* BEGIN RECORDS PROVIDED *

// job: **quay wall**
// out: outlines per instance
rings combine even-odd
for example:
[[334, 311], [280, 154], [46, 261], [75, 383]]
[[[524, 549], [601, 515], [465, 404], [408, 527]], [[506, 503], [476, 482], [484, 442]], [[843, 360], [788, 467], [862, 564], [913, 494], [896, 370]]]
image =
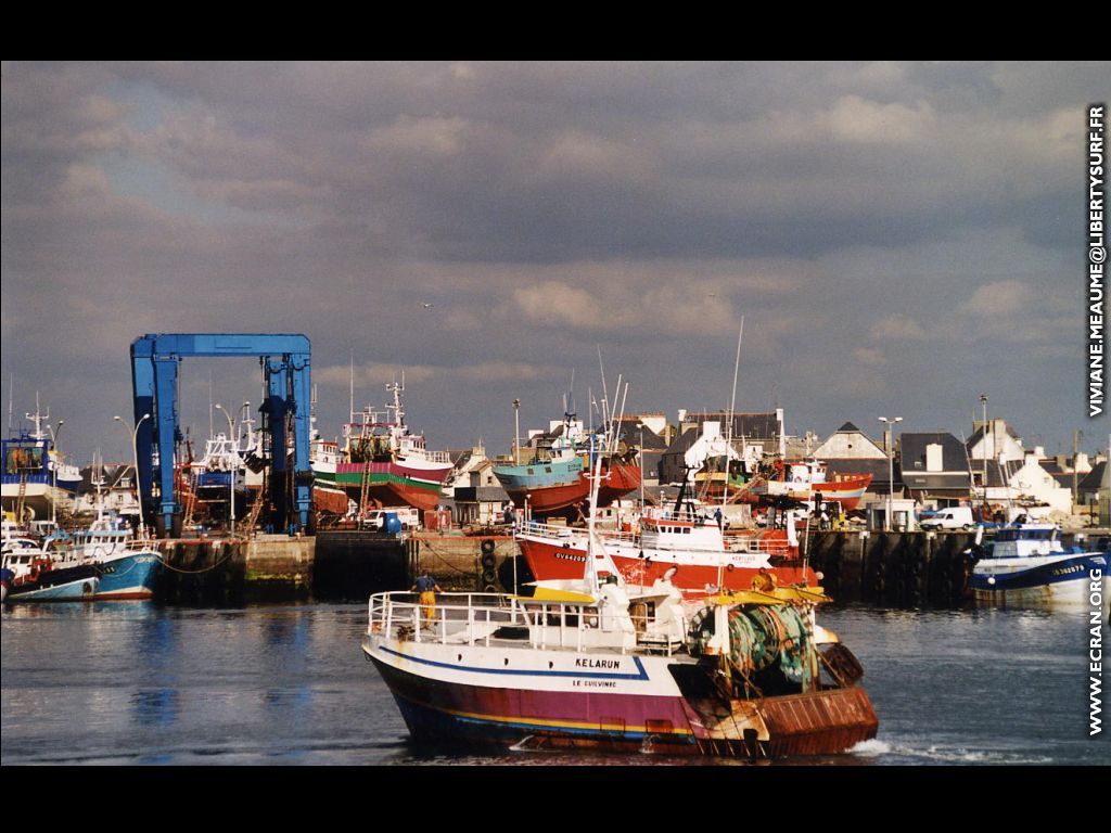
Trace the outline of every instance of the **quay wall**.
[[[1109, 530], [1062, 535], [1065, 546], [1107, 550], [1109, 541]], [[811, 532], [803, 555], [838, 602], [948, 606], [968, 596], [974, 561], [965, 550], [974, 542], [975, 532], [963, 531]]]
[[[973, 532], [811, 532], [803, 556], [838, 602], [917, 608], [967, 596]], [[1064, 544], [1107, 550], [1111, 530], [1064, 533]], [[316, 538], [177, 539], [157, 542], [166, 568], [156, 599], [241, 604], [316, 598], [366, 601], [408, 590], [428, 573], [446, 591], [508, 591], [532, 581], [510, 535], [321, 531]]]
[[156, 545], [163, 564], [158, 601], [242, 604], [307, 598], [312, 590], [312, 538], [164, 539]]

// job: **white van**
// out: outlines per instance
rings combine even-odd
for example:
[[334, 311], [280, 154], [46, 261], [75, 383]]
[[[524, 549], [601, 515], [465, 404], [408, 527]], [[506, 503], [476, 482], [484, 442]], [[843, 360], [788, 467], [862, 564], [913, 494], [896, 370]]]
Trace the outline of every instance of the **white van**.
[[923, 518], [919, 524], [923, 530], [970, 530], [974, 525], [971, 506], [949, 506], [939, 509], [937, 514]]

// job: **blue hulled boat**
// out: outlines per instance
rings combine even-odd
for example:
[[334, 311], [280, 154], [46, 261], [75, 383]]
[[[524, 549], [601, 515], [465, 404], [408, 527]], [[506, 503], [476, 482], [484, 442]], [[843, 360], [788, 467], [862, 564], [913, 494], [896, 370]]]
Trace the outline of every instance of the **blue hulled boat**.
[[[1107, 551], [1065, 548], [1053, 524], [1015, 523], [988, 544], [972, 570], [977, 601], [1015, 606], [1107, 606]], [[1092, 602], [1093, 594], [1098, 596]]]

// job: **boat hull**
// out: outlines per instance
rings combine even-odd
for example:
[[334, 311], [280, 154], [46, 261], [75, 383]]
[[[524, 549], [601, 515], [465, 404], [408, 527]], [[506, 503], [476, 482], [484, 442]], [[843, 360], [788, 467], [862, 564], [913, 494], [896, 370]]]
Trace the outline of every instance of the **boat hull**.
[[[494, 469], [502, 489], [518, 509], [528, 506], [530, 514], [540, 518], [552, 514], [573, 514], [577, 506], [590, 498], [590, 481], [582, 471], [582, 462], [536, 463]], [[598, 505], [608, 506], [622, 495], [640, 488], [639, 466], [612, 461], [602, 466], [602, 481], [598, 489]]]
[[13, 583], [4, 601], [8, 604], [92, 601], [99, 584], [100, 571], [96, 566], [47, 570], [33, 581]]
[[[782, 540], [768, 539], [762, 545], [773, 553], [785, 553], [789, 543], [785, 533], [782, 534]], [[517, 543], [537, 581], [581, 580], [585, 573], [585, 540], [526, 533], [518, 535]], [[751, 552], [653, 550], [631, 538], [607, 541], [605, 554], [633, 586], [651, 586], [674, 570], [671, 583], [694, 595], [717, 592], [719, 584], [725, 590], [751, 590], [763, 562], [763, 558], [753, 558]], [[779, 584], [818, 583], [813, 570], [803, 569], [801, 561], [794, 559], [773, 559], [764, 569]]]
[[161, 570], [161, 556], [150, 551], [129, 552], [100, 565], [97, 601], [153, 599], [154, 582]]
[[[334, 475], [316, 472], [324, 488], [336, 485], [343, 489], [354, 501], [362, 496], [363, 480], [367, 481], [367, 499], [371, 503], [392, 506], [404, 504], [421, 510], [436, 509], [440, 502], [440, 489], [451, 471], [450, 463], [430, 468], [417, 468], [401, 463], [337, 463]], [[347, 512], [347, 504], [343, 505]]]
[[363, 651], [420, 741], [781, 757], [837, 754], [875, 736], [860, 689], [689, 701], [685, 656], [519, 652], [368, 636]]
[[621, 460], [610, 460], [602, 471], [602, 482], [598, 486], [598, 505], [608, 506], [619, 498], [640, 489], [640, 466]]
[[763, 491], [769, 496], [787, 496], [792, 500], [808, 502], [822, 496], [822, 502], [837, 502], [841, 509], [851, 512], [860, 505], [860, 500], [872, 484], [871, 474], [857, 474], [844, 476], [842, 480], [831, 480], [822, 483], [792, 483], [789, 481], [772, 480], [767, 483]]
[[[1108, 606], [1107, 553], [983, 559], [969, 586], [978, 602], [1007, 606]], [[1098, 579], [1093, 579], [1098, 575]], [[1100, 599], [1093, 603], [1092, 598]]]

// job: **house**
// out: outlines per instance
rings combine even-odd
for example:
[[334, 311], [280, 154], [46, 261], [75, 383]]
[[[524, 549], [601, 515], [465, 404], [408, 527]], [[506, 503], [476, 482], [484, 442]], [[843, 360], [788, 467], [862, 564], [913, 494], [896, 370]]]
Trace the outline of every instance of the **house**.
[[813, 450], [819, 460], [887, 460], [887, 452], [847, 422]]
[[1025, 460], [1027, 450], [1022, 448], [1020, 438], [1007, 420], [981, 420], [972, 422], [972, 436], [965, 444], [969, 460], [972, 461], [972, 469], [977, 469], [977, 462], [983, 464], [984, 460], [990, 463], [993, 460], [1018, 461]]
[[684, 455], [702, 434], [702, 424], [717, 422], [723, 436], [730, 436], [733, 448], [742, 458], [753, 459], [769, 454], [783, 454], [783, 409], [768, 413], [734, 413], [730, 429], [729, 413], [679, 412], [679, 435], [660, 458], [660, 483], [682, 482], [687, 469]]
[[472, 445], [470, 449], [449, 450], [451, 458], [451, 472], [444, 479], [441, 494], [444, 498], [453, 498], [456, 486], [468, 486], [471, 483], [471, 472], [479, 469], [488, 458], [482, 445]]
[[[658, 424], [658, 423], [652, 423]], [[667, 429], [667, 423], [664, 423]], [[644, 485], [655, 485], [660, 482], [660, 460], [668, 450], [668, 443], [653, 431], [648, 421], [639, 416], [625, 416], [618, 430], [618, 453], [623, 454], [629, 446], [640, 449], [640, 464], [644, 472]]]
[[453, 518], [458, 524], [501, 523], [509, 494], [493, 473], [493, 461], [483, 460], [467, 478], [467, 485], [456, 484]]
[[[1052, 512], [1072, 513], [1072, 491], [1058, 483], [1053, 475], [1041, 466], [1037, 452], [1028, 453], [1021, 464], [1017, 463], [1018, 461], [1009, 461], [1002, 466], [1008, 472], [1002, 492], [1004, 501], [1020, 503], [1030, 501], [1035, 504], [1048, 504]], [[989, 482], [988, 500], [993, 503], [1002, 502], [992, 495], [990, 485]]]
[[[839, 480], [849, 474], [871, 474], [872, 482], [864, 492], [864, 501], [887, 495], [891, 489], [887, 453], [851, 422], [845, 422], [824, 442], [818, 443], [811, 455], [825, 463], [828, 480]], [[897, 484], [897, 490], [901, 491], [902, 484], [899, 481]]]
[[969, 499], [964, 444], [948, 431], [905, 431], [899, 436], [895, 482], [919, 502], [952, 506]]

* END RECORDS PROVIDED *
* BEGIN RECORDS PROVIDED *

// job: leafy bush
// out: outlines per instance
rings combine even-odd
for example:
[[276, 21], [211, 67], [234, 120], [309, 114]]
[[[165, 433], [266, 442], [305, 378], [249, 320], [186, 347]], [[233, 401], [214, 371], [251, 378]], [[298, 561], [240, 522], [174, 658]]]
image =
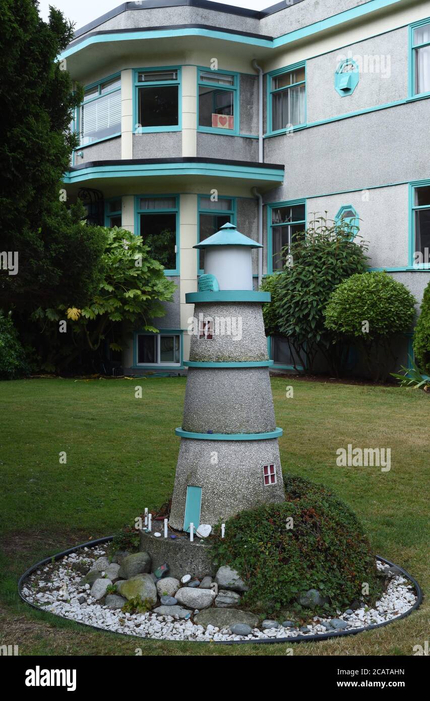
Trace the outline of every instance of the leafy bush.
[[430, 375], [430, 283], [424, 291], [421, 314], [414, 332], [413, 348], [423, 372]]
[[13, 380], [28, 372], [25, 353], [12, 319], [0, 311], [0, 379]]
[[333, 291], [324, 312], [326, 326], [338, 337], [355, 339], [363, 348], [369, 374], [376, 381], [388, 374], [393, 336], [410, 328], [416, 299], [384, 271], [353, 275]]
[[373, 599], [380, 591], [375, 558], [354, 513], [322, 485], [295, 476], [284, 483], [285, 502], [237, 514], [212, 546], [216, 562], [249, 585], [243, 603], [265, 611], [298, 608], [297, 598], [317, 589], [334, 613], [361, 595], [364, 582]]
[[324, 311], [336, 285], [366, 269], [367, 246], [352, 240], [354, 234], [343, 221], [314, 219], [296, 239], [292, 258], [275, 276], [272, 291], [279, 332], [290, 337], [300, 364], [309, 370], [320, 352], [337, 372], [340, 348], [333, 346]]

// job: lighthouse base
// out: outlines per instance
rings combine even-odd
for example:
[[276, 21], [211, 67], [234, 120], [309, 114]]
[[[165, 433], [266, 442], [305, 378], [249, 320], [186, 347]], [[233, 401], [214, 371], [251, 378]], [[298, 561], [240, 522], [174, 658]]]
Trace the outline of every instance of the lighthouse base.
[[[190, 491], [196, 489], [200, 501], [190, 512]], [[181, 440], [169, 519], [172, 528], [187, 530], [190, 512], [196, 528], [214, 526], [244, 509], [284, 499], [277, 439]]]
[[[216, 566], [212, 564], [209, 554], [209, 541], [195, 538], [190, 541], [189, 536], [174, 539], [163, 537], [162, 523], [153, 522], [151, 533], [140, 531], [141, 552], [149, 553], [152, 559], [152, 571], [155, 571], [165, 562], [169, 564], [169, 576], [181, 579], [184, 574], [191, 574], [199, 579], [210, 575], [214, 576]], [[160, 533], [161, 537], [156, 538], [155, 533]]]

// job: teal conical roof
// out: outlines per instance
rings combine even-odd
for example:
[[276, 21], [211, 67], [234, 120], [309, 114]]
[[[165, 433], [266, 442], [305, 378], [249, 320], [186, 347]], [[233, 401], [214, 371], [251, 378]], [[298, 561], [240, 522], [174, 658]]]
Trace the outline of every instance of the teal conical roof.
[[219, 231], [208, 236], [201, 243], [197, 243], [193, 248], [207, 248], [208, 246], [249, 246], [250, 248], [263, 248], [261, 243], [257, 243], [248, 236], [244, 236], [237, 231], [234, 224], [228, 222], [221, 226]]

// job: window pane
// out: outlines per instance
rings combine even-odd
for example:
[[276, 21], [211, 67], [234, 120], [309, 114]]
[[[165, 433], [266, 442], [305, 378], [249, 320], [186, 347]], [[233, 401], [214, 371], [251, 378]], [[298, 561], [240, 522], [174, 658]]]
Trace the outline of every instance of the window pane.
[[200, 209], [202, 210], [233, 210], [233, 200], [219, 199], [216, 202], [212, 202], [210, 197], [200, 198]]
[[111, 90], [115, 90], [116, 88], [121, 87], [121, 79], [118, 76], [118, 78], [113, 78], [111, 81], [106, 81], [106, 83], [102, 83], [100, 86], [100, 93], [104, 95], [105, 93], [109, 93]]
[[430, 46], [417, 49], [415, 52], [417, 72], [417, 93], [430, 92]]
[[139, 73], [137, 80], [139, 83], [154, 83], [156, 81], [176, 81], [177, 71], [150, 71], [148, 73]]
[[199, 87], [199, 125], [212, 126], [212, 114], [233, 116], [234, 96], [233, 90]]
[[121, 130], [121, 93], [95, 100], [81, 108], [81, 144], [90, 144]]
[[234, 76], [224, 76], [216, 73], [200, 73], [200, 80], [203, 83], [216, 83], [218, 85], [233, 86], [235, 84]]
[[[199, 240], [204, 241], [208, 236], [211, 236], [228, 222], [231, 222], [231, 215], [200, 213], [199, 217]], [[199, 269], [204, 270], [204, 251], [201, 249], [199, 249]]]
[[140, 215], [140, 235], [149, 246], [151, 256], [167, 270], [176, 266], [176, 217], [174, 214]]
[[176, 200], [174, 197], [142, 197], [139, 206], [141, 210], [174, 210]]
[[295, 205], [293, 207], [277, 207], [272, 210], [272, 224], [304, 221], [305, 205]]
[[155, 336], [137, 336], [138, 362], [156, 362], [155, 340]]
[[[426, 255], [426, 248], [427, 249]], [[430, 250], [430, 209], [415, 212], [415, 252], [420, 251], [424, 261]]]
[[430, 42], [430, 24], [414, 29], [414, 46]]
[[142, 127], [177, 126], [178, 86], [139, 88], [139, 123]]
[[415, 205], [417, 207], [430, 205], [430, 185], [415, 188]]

* END RECORDS PROVIDED *
* BEGIN RECORDS PROVIDED *

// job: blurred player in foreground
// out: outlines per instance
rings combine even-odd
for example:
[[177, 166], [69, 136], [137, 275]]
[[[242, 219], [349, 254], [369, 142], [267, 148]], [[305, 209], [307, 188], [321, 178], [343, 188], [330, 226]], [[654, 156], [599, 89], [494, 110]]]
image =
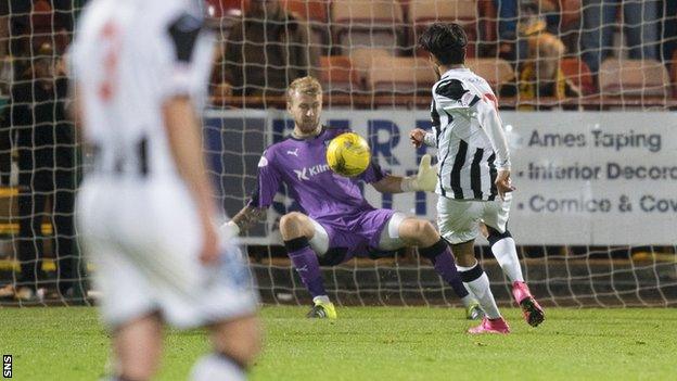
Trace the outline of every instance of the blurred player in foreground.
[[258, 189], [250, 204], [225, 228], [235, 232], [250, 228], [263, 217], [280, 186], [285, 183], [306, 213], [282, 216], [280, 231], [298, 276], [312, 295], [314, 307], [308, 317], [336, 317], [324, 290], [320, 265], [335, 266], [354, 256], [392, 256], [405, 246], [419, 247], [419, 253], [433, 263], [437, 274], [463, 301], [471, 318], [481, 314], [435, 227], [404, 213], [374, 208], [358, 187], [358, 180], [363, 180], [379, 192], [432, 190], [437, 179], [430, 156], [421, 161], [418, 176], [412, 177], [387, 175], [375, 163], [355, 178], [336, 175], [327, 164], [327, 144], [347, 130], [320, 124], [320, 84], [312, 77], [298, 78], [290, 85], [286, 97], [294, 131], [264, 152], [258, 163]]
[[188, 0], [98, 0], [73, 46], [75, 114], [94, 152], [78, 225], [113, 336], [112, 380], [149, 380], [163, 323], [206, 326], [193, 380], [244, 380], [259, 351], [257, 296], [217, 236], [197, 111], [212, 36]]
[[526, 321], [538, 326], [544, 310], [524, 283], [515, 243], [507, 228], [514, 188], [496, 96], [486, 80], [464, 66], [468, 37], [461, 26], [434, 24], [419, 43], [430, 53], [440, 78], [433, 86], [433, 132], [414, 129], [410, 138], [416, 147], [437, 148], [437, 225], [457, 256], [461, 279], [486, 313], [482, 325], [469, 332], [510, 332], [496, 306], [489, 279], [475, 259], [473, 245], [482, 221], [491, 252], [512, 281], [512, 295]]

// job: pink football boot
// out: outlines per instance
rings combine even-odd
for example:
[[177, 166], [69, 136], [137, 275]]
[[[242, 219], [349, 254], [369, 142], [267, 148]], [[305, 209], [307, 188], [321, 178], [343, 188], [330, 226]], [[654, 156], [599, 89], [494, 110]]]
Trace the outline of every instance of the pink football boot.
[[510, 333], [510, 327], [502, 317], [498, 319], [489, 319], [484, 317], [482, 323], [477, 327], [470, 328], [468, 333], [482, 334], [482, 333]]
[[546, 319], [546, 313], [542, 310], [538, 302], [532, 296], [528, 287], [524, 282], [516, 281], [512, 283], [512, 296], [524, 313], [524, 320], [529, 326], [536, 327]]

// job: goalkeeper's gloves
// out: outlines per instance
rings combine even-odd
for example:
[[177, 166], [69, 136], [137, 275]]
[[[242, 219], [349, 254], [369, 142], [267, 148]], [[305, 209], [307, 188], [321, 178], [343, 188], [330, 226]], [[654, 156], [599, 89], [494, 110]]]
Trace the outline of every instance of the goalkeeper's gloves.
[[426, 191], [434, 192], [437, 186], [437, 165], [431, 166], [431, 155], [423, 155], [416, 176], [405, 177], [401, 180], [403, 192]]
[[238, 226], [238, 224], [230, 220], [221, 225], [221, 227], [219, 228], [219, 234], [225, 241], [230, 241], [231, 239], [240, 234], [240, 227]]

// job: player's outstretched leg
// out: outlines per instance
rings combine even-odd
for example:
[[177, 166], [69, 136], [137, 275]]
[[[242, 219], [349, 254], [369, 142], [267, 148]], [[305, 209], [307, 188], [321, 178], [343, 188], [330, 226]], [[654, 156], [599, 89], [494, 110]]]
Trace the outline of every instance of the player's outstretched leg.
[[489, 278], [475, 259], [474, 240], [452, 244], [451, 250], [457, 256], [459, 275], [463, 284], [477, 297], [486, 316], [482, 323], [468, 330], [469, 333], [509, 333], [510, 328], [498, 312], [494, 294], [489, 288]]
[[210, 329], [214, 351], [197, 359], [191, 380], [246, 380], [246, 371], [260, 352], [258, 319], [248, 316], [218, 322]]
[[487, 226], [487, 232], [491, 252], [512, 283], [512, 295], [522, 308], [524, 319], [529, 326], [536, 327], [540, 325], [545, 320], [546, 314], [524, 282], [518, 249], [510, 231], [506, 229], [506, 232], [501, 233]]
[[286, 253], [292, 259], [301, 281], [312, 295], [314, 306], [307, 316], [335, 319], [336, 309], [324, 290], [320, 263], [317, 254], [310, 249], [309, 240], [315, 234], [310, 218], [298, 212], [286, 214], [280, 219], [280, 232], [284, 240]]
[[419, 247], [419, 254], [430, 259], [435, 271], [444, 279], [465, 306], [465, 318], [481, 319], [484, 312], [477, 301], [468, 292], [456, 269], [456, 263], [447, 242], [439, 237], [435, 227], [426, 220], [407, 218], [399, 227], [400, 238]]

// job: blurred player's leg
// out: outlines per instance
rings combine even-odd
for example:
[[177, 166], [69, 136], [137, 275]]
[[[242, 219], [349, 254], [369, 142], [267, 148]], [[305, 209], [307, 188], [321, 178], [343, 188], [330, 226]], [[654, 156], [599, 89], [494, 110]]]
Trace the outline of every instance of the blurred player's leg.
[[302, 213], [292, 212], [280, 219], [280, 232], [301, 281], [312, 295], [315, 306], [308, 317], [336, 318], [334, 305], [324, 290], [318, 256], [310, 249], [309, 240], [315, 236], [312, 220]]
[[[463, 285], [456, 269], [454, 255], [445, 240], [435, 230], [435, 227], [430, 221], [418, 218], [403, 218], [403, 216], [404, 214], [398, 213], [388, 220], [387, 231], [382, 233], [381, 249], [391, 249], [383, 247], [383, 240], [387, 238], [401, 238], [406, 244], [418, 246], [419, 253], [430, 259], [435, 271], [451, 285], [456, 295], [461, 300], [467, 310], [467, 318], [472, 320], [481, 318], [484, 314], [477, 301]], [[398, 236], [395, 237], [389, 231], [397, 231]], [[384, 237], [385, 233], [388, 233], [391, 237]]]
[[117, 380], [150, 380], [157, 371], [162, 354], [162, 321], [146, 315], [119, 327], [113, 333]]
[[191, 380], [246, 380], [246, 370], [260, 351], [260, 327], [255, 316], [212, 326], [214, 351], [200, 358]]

* END RECORDS PROVIDED *

Rewrite the part of the listing that begins at the line containing "job: window pane" and ends after the line containing "[[415, 205], [417, 207], [430, 205], [430, 185], [415, 188]]" as a Markdown table. Use two columns, Row and Line: Row holds the row number and Line holds that line's text, and blank lines are left out.

| Row | Line |
|---|---|
| 1 | // job: window pane |
| 2 | // out: outlines per instance |
| 3 | rings combine even-odd |
| 4 | for example: |
| 5 | [[276, 21], [211, 67], [234, 120], [309, 114]] |
| 6 | [[[165, 433], [266, 442], [305, 378], [249, 320], [186, 347]], [[233, 401], [214, 371], [251, 378]], [[298, 561], [240, 522], [174, 658]]] |
| 7 | Trace the outline of every instance of the window pane. |
| 8 | [[200, 209], [202, 210], [233, 210], [233, 200], [219, 199], [216, 202], [212, 202], [210, 197], [200, 198]] |
| 9 | [[111, 90], [115, 90], [116, 88], [121, 87], [121, 79], [118, 76], [118, 78], [113, 78], [111, 81], [106, 81], [106, 83], [102, 83], [100, 86], [100, 93], [104, 95], [105, 93], [109, 93]] |
| 10 | [[430, 46], [417, 49], [415, 52], [417, 72], [417, 93], [430, 92]] |
| 11 | [[139, 73], [137, 80], [139, 83], [154, 83], [156, 81], [176, 81], [177, 71], [150, 71], [148, 73]] |
| 12 | [[199, 87], [199, 125], [212, 126], [212, 114], [233, 116], [234, 96], [233, 90]] |
| 13 | [[121, 130], [121, 93], [95, 100], [81, 108], [81, 144], [90, 144]] |
| 14 | [[234, 76], [224, 76], [216, 73], [200, 73], [200, 80], [203, 83], [216, 83], [218, 85], [233, 86], [235, 84]] |
| 15 | [[[199, 240], [204, 241], [208, 236], [211, 236], [228, 222], [231, 222], [231, 215], [200, 213], [199, 217]], [[199, 269], [204, 270], [204, 251], [201, 249], [199, 249]]] |
| 16 | [[140, 215], [140, 235], [149, 246], [151, 256], [167, 270], [176, 266], [176, 217], [174, 214]] |
| 17 | [[176, 200], [174, 197], [142, 197], [139, 206], [141, 210], [174, 210]] |
| 18 | [[295, 205], [293, 207], [277, 207], [272, 210], [272, 224], [304, 221], [305, 205]] |
| 19 | [[155, 336], [137, 336], [138, 362], [156, 362], [155, 340]] |
| 20 | [[[426, 255], [426, 248], [427, 249]], [[430, 250], [430, 209], [415, 212], [415, 252], [420, 251], [424, 261]]] |
| 21 | [[430, 42], [430, 24], [414, 29], [414, 46]] |
| 22 | [[142, 127], [177, 126], [178, 86], [139, 88], [139, 123]] |
| 23 | [[415, 205], [417, 207], [430, 205], [430, 185], [415, 188]] |